▶ Your objective
Find every line in the listing below that contains the word "cliff", and copy each of those lines in full.
————————
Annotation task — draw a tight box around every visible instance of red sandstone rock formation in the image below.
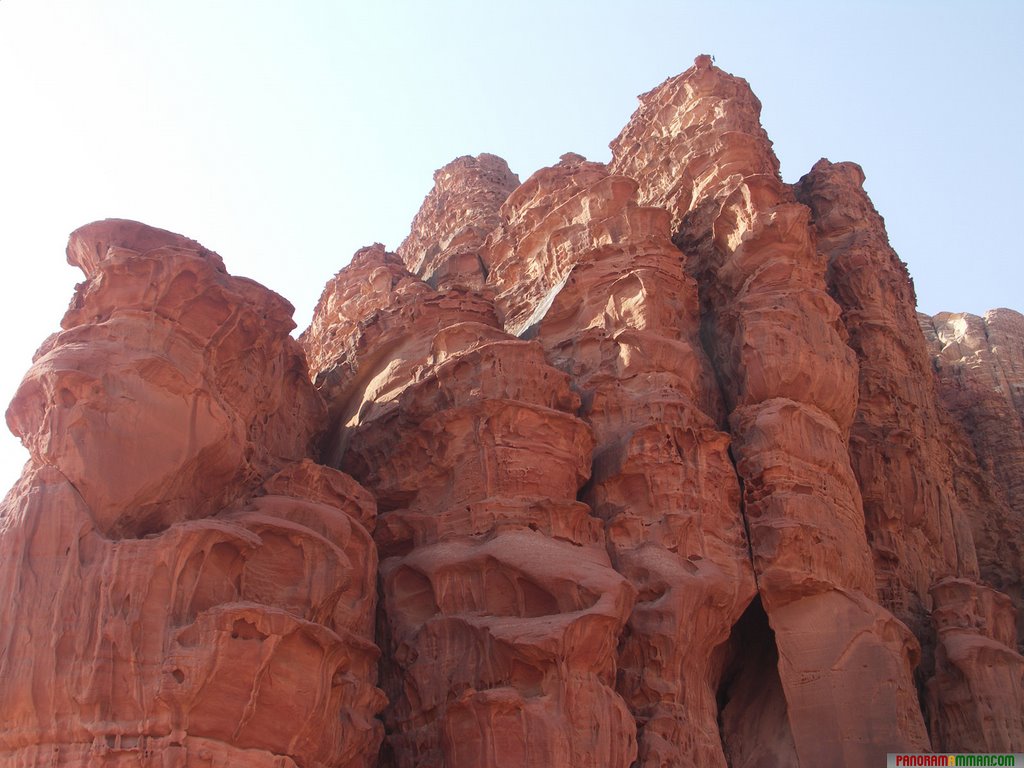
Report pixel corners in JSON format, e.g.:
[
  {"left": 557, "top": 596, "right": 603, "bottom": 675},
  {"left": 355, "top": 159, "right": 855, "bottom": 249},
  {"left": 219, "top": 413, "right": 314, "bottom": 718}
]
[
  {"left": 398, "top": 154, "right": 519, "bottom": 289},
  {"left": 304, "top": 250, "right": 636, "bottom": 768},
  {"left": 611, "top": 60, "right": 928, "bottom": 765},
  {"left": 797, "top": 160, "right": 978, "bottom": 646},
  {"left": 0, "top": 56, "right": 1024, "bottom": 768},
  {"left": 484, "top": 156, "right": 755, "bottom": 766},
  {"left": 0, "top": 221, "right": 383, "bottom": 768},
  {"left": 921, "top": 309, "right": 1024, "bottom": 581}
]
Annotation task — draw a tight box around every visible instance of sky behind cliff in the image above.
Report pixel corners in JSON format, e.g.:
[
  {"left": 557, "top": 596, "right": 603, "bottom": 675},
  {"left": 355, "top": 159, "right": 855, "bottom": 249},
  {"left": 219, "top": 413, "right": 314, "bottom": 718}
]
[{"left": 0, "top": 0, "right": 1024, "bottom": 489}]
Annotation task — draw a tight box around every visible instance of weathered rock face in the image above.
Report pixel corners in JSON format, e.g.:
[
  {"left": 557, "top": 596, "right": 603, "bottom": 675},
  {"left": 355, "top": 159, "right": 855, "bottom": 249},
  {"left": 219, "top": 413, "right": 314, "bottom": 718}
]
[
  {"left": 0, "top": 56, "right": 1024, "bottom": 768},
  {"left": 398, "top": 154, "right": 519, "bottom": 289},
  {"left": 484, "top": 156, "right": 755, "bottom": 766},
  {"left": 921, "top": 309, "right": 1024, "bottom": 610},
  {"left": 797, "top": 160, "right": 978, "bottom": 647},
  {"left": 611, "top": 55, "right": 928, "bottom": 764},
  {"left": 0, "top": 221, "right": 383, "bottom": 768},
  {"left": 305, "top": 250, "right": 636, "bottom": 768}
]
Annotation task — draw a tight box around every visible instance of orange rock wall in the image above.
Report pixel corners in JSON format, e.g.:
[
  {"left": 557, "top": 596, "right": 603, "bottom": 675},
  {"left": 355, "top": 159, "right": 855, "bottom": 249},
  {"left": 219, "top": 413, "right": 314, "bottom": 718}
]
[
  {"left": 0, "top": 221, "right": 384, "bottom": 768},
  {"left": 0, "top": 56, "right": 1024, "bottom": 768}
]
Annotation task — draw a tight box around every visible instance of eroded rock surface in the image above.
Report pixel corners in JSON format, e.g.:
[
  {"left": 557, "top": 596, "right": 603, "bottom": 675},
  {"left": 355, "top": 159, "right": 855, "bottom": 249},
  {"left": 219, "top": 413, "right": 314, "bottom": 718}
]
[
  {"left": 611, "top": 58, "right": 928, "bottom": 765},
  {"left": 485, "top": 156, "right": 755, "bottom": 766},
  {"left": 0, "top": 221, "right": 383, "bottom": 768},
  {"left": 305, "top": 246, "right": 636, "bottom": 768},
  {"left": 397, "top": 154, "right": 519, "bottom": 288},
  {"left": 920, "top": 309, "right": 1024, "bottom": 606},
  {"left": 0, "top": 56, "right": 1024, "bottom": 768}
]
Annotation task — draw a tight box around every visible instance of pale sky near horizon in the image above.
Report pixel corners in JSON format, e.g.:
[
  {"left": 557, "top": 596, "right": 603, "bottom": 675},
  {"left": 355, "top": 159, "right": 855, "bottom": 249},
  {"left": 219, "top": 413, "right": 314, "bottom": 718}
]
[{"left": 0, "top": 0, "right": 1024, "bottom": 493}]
————————
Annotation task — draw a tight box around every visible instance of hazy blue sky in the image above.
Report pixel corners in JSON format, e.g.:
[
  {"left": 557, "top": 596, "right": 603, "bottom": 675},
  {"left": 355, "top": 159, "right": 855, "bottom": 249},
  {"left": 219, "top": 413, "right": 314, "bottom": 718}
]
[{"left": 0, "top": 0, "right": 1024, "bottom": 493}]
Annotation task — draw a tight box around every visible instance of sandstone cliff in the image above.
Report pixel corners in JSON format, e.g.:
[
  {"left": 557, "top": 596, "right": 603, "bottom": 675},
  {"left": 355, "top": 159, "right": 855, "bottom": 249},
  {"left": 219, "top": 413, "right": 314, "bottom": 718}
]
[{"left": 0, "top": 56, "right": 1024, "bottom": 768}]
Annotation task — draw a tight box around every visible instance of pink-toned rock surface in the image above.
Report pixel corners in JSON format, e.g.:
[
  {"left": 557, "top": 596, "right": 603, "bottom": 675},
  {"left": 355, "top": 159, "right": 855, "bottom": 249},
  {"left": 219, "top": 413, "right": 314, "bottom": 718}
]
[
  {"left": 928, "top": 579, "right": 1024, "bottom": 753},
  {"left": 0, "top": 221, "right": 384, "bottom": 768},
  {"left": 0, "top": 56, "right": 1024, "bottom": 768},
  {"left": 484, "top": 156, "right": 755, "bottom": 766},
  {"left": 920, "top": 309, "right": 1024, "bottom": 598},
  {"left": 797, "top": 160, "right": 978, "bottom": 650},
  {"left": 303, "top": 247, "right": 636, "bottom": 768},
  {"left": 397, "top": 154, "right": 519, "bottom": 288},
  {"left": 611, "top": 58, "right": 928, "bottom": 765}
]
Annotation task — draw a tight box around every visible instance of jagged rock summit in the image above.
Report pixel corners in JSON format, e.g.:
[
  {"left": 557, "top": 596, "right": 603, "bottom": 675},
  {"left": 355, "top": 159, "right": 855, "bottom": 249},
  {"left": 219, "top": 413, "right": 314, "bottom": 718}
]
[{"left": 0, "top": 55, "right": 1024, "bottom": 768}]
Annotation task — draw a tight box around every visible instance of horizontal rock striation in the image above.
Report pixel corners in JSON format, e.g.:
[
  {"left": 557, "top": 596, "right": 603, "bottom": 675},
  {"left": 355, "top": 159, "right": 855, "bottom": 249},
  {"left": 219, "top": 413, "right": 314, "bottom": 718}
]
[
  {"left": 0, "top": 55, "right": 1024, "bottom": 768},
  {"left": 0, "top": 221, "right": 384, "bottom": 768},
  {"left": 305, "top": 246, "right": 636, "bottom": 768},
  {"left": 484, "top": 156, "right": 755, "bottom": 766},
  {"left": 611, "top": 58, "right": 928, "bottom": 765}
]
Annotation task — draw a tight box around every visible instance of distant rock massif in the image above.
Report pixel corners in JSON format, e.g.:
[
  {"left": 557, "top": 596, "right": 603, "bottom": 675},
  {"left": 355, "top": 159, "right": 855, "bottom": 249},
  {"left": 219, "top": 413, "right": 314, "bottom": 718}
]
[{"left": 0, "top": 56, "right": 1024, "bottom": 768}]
————————
▶ Response to this exercise
Annotation task — draw a tight box around every visible instance of sky behind cliff in the image above.
Annotation task — draw a tight box around every visible instance of sandstone cliff in the image above.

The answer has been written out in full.